Work instruction 1> Set down word for word the part of the editorial on healthcare for illegal immigrants that begins at the words "Undocumented workers living in the U.S." and stops after the words "private medical insurance.".
Work instruction 2> Take the editorial on healthcare for illegal immigrants further by continuing it from its last sentence.

Passage provided>

╭──

Editorials | July 2007
|Healthcare for Illegal Immigrants?|
Domenico Maceri - PVNN
“We have the right to health services,” stated Maria Cortez, an illegal immigrant from Mexico living in Southern California. Without legal American documents, Maria went to the Mexican consulate to obtain a Matricula Consular, a Mexican I.D. card which is accepted in the U.S. by banks and other agencies. Maria also got information from Mexican officials about healthcare availability in the U.S.
|Undocumented workers living in the US typically stay away from doctors and hospitals for fear that the information they provide will be used to deport them.|
To support its citizens living abroad, Mexico began a program called Ventanillas a la Salud, Health Windows. It’s a way of providing information to Mexican residents of the U.S. about what kind of healthcare is available to them.
Undocumented workers living in the U.S. typically stay away from doctors and hospitals for fear that the information they provide will be used to deport them. They also often have no health insurance. Some of them believe that you must have a green card even to buy private medical insurance.

╰──

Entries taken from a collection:
╭──

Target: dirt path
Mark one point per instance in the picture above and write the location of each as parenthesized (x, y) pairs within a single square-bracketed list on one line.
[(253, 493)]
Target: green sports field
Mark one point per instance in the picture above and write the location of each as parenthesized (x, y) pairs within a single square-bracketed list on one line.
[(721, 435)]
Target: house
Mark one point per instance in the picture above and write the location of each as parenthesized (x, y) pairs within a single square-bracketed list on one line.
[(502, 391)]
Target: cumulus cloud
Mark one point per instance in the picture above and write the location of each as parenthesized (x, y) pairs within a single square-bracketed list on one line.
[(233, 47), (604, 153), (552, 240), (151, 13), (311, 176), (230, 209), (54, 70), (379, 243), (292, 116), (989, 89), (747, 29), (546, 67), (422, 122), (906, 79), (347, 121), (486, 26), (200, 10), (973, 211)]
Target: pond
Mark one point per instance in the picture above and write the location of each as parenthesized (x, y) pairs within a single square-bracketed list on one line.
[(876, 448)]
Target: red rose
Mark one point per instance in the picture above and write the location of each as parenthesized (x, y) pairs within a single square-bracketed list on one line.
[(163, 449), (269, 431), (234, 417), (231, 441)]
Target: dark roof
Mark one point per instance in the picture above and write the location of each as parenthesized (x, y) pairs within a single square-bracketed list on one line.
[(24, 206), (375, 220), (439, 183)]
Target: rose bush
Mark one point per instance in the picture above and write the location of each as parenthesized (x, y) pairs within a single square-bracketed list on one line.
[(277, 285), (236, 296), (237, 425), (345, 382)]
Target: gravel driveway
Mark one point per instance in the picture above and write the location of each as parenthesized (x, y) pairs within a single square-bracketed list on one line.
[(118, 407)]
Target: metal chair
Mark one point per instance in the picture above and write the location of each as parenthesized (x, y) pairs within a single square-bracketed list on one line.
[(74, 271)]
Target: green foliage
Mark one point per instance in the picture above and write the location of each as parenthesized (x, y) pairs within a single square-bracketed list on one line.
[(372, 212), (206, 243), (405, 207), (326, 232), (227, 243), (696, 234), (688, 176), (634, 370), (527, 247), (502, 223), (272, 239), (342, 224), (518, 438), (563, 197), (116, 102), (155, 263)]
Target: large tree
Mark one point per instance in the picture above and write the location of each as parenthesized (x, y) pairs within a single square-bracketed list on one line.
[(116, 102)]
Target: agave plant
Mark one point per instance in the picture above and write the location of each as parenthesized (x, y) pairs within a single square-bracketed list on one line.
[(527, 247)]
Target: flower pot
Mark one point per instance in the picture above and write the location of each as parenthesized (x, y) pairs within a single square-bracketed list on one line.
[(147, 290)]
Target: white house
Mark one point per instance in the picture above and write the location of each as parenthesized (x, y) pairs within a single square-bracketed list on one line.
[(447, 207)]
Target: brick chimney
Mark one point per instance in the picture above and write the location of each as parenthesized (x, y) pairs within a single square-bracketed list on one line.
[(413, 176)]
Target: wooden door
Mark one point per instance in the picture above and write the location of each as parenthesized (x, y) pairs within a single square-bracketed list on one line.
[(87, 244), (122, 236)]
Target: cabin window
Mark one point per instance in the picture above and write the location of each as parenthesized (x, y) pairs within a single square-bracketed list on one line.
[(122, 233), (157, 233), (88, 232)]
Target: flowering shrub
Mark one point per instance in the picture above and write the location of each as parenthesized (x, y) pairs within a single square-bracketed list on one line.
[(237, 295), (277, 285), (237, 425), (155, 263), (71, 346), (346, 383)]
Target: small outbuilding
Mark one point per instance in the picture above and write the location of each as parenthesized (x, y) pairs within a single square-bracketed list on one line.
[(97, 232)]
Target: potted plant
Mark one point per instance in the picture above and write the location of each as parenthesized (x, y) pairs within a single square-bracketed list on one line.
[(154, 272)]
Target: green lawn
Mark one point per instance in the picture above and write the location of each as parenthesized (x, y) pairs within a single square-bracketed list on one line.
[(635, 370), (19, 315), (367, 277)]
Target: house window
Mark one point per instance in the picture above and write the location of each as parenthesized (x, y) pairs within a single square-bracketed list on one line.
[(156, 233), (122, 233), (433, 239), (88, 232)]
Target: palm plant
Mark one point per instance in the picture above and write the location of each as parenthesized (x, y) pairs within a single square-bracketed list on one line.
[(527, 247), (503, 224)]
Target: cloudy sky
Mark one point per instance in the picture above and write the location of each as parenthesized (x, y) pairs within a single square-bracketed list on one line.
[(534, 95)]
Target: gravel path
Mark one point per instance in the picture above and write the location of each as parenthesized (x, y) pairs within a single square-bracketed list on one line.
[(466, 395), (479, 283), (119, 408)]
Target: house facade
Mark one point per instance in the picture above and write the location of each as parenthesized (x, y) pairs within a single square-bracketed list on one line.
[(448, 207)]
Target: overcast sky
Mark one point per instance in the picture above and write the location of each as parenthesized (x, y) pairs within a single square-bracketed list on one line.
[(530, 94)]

╰──

Exercise output 1>
Undocumented workers living in the U.S. typically stay away from doctors and hospitals for fear that the information they provide will be used to deport them. They also often have no health insurance. Some of them believe that you must have a green card even to buy private medical insurance.

Exercise output 2>
Yet, in spite of their precarious residential status, undocumented workers have basic rights which include some form of healthcare. Ventanillas is designed to provide that information about clinics and other government programs they may qualify. It’s also designed to encourage Mexican residents in the U.S. to see doctors before things get so out of control and have to resort to emergency rooms.
When that happens it’s not just the patient that suffers. Often it may be too late to solve problems and it is also very expensive.
Of course, when people show up at emergency centers, they cannot be turned away. That’s the law. If they cannot pay, someone else ends up picking up the tab. Typically the federal government or those who have medical insurance since prices are raised for those who can pay.
Healthcare is expensive, but some free clinics are available which provide services to everyone. Unfortunately, fear of officialdom keeps people away. That’s why Ventanillas is so important.
Mexican officials say that their program of informing their citizens eventually saves the U.S. money because it encourages prevention. That is true. Prevention works.
Yet, critics claim that undocumented workers are a strain on medical services. It is estimated that undocumented workers cost Los Angeles County $440 million in 2005. Critics also believe that providing information encourages and enables people to stay in the U.S. illegally. If they did not get any services, their line goes, undocumented workers would go back home.
Of course, without jobs these people would not need medical services in the U.S. because they’d be back home. It’s jobs which pay as much as ten times what they could earn in their home country that pushed them to make the journey north. Since they work, one would think they’d qualify for medical insurance. But in many cases they don’t because their companies pay them little and give them no benefits. In a way, taxpayers get stuck with the bill, subsidizing these companies.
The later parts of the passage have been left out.